- [What is expected]
Report how many lines of the items below contain the string "teal", with case counting. Give only the number.

Stored dataset items:
[BEGIN]

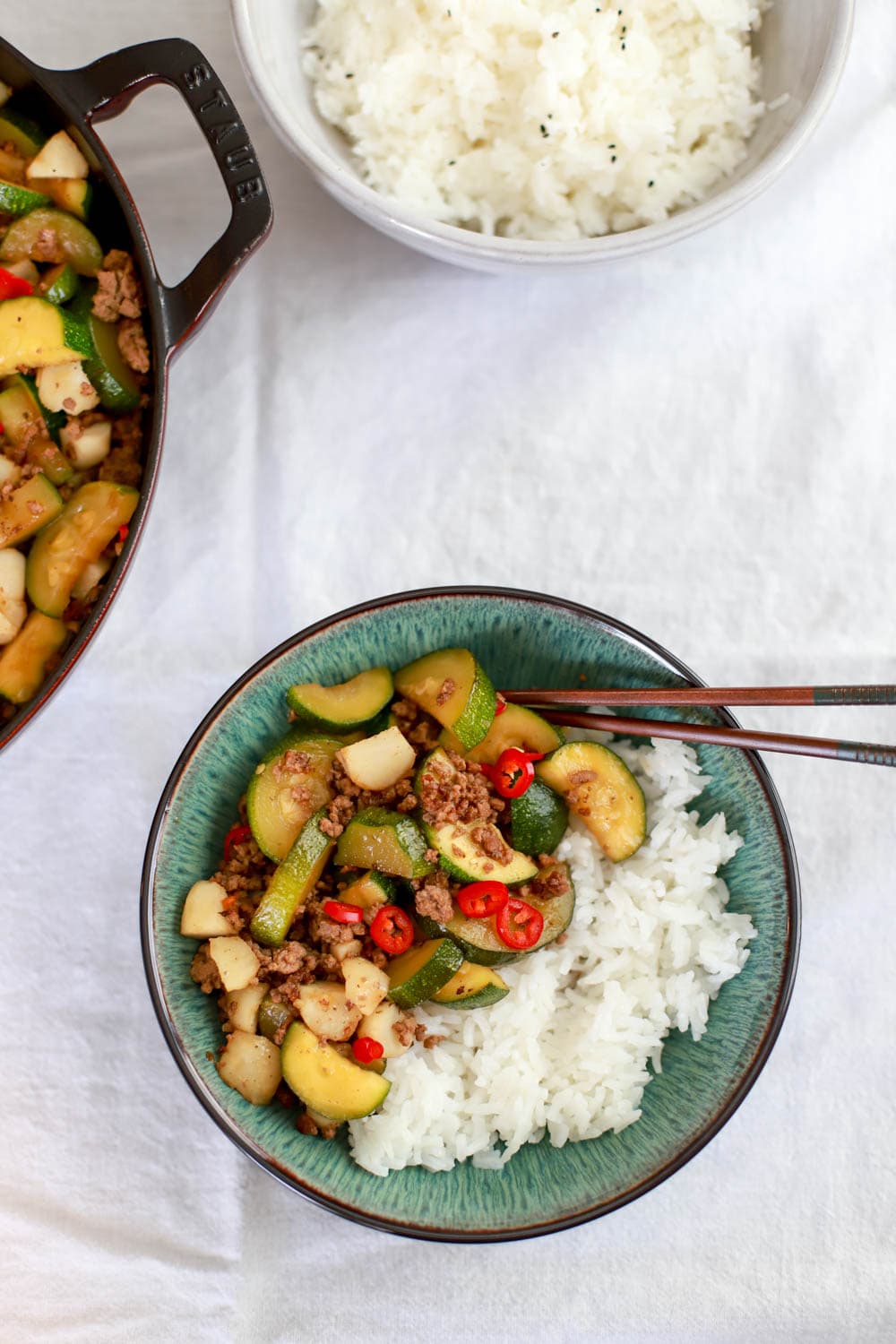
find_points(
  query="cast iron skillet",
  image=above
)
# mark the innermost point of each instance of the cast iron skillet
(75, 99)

[END]
[BEGIN]

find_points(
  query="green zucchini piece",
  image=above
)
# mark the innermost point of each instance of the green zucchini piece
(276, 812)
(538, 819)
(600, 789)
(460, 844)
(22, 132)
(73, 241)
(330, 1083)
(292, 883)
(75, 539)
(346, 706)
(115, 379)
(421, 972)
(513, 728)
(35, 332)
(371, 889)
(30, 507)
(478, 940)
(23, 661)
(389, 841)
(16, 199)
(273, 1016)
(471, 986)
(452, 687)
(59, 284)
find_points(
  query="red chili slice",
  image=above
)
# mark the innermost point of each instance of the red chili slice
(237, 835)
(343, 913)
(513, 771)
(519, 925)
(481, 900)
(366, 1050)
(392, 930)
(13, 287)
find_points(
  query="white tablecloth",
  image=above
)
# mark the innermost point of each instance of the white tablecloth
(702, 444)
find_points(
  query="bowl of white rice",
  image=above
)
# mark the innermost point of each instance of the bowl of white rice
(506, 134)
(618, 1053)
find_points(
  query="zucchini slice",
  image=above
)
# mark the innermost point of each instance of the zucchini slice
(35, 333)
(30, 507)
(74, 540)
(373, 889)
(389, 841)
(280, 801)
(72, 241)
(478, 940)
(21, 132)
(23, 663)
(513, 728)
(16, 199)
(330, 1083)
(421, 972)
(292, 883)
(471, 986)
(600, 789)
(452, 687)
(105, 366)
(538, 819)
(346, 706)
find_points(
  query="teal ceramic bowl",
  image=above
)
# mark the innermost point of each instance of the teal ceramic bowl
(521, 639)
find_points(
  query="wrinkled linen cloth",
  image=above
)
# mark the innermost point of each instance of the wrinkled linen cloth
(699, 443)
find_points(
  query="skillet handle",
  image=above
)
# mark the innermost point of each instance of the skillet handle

[END]

- [Task response]
2